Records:
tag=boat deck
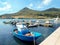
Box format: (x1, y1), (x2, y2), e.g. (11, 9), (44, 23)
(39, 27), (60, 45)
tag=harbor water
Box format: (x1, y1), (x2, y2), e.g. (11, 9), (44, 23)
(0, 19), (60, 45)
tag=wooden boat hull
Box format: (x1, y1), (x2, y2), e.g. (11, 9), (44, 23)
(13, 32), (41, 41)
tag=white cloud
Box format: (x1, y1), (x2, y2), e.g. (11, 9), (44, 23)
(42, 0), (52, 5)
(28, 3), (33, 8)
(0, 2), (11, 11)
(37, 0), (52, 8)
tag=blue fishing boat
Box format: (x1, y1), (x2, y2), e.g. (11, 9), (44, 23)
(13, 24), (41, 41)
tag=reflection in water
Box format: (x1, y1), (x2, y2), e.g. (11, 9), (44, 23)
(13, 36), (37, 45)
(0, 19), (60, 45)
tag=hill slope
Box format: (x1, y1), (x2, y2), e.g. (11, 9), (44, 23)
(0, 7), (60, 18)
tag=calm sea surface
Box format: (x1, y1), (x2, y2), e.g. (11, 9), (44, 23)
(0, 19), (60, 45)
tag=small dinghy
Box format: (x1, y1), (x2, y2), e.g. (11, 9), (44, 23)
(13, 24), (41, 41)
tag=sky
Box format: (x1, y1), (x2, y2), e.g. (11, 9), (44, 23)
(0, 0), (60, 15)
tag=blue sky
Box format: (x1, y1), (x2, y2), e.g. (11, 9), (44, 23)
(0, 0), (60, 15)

TASK PROMPT » Copy out the entries from the line containing "tag=hill slope" through the last line of the entries, putting "rowboat" in place of "dinghy" and keeping everything else unchanged.

FULL SOLUTION »
tag=hill slope
Box format: (x1, y1), (x2, y2), e.g. (11, 9), (44, 23)
(0, 7), (60, 18)
tag=calm sea surface
Box format: (x1, y1), (x2, y2), e.g. (11, 9), (44, 23)
(0, 19), (60, 45)
tag=small rowboat
Box format: (x1, y1), (x2, y2), e.g. (11, 9), (44, 23)
(13, 24), (41, 41)
tag=sky
Box format: (x1, y1), (x2, y2), e.g. (11, 9), (44, 23)
(0, 0), (60, 15)
tag=blue sky
Box format: (x1, y1), (x2, y2), e.g. (11, 9), (44, 23)
(0, 0), (60, 15)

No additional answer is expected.